▸ Data provided
⁂

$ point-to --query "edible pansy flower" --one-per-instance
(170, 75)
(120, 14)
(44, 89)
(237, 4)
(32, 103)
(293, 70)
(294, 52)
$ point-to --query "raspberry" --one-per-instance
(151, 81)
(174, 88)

⁂

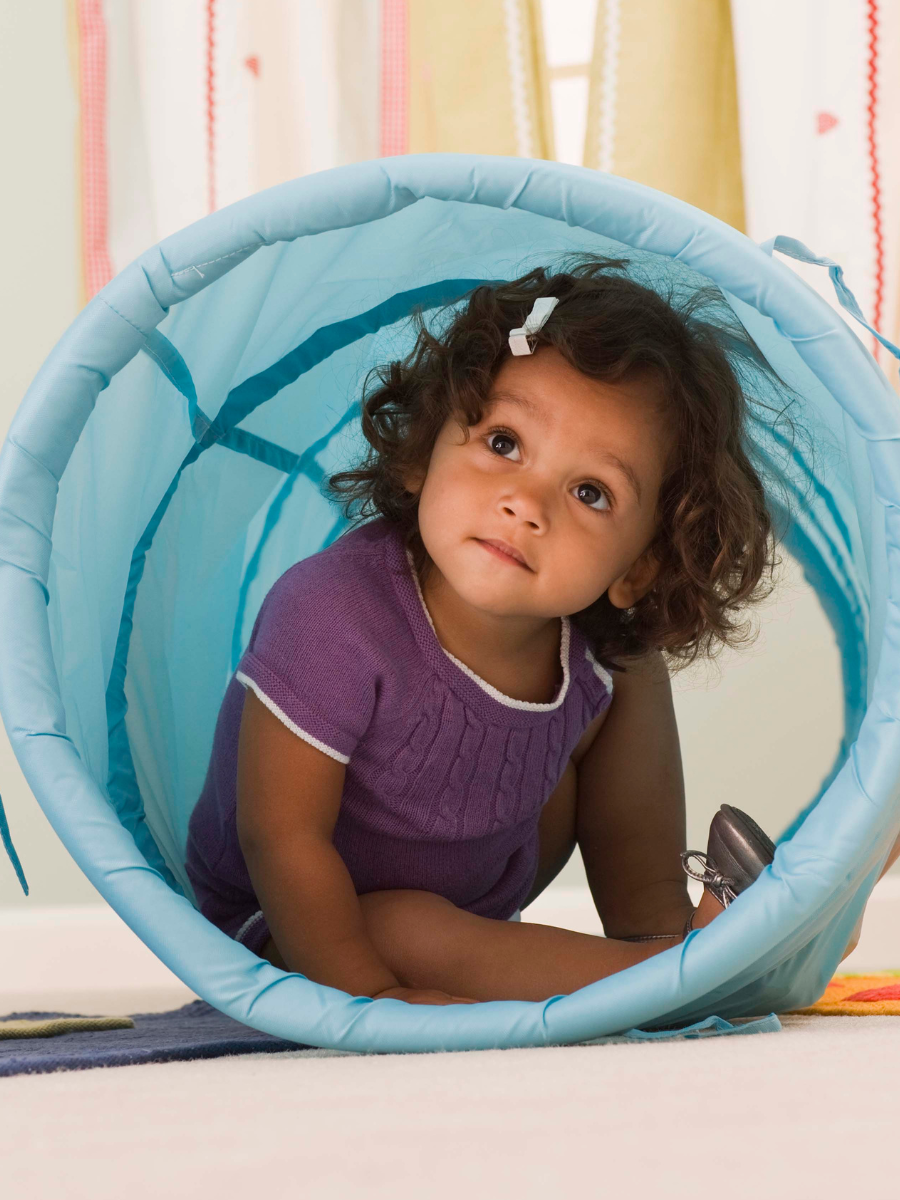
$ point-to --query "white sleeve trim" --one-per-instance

⁂

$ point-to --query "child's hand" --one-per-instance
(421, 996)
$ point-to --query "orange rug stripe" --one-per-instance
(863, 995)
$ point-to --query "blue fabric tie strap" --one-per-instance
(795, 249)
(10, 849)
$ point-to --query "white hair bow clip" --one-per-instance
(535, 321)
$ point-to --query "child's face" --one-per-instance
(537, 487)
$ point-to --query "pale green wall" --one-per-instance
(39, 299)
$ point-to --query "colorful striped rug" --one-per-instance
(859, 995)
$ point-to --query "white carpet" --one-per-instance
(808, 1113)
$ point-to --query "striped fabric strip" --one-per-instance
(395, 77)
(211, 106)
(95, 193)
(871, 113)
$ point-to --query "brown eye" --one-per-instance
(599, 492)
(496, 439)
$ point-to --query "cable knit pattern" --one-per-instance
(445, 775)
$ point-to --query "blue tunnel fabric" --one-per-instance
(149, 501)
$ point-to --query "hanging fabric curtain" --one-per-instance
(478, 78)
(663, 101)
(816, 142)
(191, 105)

⁂

▸ The problem
Locate every line in the listing above that contains the word "blue", and copy each of those lines.

▸ Task output
$ point-to --query "blue fabric tie strap" --one-per-instance
$ point-to --query "blue tunnel fabric" --one-per-instance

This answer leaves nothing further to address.